(Exercise directions) Within the data, how many lines hold the word "crowd"? Answer with nothing but the number.

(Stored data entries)
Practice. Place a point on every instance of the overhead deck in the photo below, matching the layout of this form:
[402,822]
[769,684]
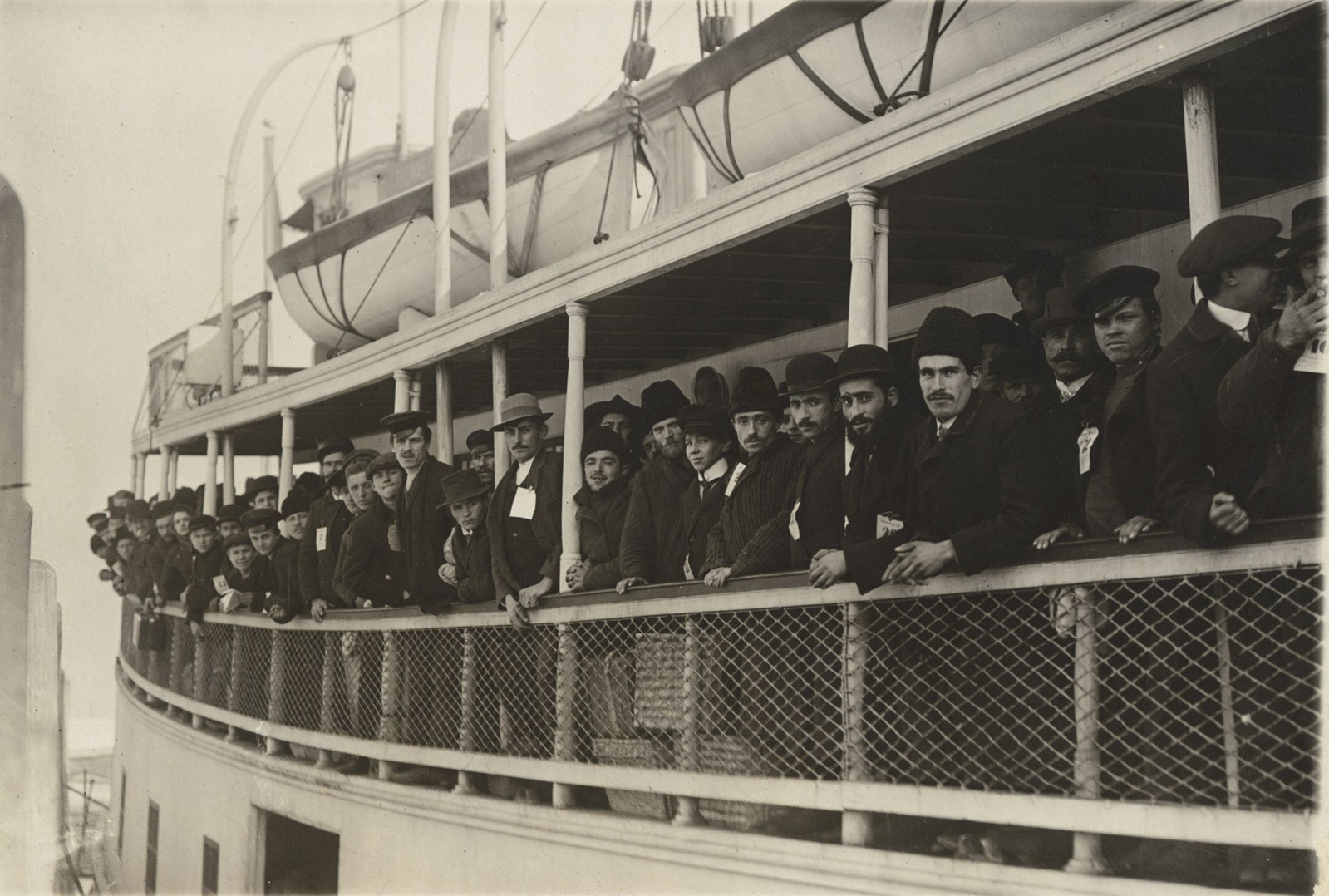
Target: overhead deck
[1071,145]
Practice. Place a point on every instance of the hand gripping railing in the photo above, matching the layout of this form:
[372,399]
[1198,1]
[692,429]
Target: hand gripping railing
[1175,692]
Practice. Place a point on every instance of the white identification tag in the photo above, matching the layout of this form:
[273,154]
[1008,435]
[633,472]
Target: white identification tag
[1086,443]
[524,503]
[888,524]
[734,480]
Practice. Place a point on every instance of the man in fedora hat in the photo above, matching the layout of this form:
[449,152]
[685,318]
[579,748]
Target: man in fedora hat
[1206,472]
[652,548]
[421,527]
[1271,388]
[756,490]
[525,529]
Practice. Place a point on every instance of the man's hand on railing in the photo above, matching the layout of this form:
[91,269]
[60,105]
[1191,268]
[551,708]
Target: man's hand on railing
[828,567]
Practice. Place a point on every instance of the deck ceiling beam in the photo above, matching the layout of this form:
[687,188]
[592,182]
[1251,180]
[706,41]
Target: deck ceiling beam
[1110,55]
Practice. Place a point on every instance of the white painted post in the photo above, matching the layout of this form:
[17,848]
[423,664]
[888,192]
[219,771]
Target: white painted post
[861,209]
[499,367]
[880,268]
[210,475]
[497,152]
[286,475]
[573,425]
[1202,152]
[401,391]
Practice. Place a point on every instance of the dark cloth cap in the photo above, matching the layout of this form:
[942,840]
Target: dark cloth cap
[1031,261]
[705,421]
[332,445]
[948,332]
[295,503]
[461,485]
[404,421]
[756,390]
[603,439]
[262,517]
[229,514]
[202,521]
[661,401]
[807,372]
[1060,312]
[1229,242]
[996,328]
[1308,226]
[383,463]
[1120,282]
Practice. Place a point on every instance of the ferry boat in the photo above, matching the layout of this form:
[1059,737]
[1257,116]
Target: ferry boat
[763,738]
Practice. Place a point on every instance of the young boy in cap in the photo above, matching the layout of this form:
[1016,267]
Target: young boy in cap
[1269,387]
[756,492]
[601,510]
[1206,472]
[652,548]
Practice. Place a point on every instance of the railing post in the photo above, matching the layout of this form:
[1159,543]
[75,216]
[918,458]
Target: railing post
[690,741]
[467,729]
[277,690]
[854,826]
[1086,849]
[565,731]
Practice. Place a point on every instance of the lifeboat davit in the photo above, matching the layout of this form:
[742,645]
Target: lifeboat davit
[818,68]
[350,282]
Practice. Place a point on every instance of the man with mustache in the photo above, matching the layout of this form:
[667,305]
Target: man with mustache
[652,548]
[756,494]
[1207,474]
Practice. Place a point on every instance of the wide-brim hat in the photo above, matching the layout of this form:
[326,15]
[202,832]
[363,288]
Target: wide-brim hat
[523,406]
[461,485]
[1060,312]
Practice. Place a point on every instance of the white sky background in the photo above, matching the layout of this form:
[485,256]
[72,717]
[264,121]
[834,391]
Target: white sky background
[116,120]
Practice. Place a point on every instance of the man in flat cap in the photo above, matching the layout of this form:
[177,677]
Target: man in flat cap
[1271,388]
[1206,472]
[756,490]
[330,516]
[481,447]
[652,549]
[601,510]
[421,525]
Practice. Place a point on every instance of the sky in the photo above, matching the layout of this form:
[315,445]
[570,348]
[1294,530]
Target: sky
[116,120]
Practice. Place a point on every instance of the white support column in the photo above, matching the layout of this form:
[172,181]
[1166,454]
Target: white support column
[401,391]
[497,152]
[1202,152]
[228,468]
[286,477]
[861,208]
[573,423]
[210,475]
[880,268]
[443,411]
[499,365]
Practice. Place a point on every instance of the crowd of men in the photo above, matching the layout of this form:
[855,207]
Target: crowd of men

...

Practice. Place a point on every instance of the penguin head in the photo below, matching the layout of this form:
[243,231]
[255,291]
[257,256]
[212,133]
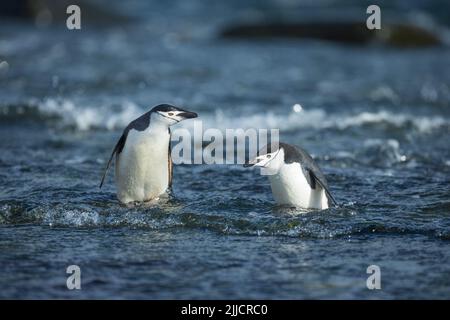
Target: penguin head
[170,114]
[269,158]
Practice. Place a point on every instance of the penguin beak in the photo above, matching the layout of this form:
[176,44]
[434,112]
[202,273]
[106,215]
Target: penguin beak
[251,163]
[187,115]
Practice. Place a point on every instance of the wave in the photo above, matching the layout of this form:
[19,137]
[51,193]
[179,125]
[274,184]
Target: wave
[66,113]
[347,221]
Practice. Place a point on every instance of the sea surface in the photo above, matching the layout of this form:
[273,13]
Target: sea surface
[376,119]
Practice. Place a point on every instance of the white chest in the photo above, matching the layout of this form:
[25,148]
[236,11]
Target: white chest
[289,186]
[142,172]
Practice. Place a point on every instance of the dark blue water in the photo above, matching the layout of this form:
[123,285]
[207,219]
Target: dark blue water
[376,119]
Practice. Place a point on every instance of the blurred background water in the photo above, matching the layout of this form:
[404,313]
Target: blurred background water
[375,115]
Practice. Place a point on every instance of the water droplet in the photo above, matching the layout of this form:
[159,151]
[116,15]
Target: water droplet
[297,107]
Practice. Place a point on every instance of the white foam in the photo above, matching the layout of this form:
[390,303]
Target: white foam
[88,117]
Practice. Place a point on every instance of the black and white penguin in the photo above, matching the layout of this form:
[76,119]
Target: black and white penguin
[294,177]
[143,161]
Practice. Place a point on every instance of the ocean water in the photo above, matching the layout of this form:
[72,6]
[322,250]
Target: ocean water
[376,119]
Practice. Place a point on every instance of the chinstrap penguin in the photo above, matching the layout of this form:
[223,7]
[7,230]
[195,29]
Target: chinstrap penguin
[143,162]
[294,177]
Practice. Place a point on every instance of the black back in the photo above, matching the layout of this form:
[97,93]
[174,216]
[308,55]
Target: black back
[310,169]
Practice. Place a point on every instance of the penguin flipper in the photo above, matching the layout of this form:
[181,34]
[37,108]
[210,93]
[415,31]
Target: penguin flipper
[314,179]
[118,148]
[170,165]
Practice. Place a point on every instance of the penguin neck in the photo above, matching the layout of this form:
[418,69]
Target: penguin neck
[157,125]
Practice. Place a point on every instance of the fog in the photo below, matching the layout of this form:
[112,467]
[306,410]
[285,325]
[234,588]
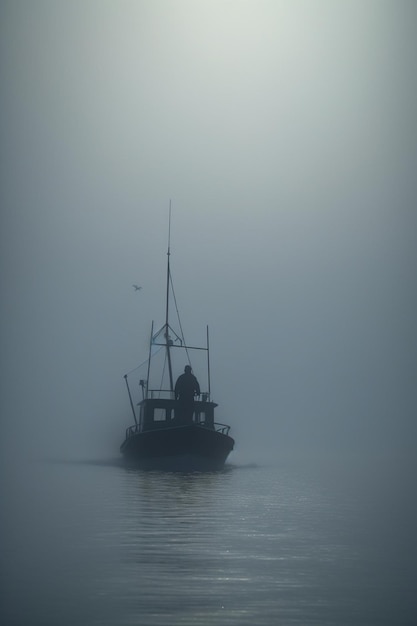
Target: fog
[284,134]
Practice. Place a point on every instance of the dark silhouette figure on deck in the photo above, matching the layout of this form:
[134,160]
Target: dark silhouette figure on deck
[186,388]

--

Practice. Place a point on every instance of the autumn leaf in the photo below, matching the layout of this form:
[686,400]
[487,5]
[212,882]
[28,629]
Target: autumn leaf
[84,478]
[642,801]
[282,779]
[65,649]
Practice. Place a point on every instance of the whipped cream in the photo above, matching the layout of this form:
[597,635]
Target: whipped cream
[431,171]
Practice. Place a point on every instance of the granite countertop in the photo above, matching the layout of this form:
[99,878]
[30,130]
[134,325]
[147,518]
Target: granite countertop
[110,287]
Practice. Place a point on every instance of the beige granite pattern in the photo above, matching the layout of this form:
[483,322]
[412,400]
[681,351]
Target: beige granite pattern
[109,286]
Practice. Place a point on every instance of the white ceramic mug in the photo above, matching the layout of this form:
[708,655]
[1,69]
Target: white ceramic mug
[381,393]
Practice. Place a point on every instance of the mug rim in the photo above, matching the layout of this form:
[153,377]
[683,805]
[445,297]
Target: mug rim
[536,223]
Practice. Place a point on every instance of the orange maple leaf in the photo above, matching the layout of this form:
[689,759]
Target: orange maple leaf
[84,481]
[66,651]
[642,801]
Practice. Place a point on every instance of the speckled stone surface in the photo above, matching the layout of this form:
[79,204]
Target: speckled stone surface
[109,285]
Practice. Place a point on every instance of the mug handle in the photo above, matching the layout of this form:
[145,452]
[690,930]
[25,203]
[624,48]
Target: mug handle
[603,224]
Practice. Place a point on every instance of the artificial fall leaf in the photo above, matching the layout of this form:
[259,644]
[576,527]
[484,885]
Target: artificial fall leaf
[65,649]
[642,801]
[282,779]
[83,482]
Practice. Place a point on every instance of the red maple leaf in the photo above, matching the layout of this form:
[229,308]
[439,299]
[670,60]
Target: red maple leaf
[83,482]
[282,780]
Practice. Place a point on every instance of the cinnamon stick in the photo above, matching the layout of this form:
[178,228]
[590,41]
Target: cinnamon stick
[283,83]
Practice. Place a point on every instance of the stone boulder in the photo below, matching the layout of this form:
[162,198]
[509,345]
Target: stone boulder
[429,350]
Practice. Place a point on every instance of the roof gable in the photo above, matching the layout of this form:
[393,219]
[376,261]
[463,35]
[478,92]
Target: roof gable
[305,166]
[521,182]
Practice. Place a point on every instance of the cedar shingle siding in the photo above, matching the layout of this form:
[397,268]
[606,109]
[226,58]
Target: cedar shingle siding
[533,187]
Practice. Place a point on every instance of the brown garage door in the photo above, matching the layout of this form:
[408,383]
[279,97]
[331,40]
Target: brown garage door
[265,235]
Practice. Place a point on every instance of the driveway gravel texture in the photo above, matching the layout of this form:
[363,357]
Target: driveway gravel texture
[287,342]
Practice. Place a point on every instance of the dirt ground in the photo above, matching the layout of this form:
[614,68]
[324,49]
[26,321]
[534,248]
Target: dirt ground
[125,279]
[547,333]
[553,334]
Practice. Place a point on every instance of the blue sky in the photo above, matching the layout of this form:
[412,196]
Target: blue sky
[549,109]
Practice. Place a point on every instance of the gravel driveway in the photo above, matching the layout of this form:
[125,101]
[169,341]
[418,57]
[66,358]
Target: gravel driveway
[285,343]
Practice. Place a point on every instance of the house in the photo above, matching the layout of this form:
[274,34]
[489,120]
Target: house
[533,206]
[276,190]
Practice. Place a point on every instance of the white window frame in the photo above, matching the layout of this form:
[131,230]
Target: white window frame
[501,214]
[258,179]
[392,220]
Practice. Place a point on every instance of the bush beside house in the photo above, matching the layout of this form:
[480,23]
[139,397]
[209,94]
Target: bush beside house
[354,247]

(Solution to this problem) 2